Records from a data collection
▼

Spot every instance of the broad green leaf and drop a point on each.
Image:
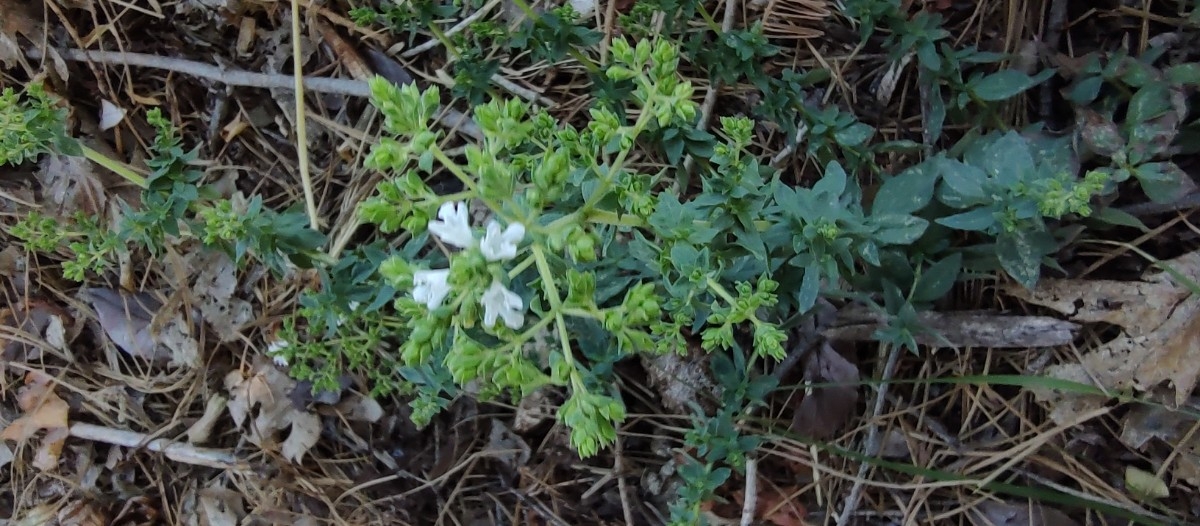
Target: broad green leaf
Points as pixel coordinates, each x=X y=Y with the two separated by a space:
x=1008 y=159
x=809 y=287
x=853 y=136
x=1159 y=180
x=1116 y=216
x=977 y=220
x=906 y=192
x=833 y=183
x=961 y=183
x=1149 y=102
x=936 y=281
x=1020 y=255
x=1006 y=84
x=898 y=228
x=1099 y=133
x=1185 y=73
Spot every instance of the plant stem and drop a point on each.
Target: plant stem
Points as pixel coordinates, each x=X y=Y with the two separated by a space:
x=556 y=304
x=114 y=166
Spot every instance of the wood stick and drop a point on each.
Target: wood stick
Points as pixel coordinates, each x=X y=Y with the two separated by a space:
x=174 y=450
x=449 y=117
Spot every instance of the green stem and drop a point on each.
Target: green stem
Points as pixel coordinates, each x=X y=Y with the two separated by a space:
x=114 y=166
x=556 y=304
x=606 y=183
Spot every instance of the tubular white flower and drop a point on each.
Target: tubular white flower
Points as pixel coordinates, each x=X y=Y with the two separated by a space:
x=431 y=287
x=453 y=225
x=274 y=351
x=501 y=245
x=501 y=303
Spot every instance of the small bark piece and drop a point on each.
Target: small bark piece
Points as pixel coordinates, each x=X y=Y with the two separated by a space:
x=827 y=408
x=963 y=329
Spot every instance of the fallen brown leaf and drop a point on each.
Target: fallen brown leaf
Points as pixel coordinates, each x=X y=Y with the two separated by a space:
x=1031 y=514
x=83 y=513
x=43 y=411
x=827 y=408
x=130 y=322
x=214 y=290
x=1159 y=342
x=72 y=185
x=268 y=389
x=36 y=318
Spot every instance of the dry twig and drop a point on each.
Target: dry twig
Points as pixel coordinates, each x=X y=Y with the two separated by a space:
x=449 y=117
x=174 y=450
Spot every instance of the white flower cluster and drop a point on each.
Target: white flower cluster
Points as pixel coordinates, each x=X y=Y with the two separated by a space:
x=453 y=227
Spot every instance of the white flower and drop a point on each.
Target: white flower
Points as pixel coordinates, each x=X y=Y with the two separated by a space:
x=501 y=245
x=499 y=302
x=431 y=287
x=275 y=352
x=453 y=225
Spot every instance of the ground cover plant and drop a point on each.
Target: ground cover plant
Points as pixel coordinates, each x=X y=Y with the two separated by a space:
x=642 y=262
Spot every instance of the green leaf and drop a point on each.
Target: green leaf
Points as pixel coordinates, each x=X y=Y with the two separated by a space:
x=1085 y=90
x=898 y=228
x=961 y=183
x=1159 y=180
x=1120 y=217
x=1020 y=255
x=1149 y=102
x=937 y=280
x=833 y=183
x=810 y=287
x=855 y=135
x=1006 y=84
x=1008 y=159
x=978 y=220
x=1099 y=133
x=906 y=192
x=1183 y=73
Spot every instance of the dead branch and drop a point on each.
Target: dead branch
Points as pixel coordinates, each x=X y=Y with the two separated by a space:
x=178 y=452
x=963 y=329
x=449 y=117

▲

### WHAT THE TASK ASKS
Copy every line above word for word and exclude the pictures.

### REPLY
Spot every instance of the broad green leaf and drop a point on each.
Image:
Target: broad green leaf
Points as pixel coordinates, each x=X y=Y with the two separated by a space:
x=1008 y=159
x=809 y=287
x=853 y=136
x=1159 y=180
x=1116 y=216
x=977 y=220
x=906 y=192
x=833 y=183
x=961 y=183
x=1149 y=102
x=936 y=281
x=1020 y=255
x=1006 y=84
x=898 y=228
x=1099 y=133
x=1185 y=73
Spot every instance of the plant stem and drop a point on each.
Target: plant stem
Points as pixel coordinates, each x=X y=Y with the two separated by a space:
x=556 y=304
x=114 y=166
Spot every instance of the wood stick and drop a point on each.
Target: wood stick
Points as pixel coordinates, each x=X y=Y with the two separated by a space:
x=174 y=450
x=449 y=117
Spot every instance of the green stem and drop a point on each.
Target: green stem
Points as pixel coordinates, each x=X y=Y with the two separated by a space:
x=114 y=166
x=556 y=304
x=606 y=183
Spot every instance of the tubular white flower and drop a point on each.
Target: tubular white flower
Points as pixel coordinates, each x=X y=Y with the two separated by a space:
x=431 y=287
x=453 y=225
x=274 y=351
x=501 y=245
x=501 y=303
Spot every instance of the small bark piece and drop a point on each.
Target: small bark piece
Points as pixel coordinates, each x=X y=Y with the two separated by a space:
x=827 y=408
x=963 y=329
Spot every instance of the fallen brown leaf and drop a point on each.
Target: fallen brown leaf
Points as pixel coordinates, each x=X y=Y with the two separated by a space:
x=1031 y=514
x=83 y=513
x=43 y=411
x=827 y=408
x=130 y=322
x=214 y=290
x=1159 y=342
x=72 y=185
x=268 y=389
x=36 y=318
Spot every instance of the dry twig and drop a point on each.
Target: dry twig
Points as pixel coordinates, each x=X y=Y with the two separated by a space:
x=449 y=117
x=174 y=450
Spot every instance of the white flower cluster and drop a point on each.
Target: white flower cluster
Points as pixel coordinates, each x=X y=Y with the two separated by a space:
x=453 y=227
Spot every instance of the white flower and drop a point on each.
Target: white flower
Points as pixel coordinates, each x=X y=Y with the two separated by a space:
x=501 y=245
x=499 y=302
x=431 y=287
x=275 y=352
x=453 y=225
Spot every instance of the ground cover plant and drop a point on each.
Target: ground cover plant
Points as pixel coordinates, each x=X y=Y with the two separated by a space:
x=642 y=262
Spot every instance of the green leaf and drop a point on each.
Target: green leaf
Points as pixel coordinates, each x=X y=Y with the two separated by a space:
x=1085 y=90
x=898 y=228
x=961 y=183
x=1159 y=180
x=1120 y=217
x=1020 y=255
x=1149 y=102
x=937 y=280
x=833 y=183
x=810 y=287
x=855 y=135
x=1006 y=84
x=1008 y=159
x=978 y=220
x=1099 y=133
x=906 y=192
x=1183 y=73
Spot every instance of the dead branch and drop a point on each.
Target: dead branch
Points as pixel coordinates, each x=X y=Y with the two separated by a space:
x=178 y=452
x=963 y=329
x=449 y=117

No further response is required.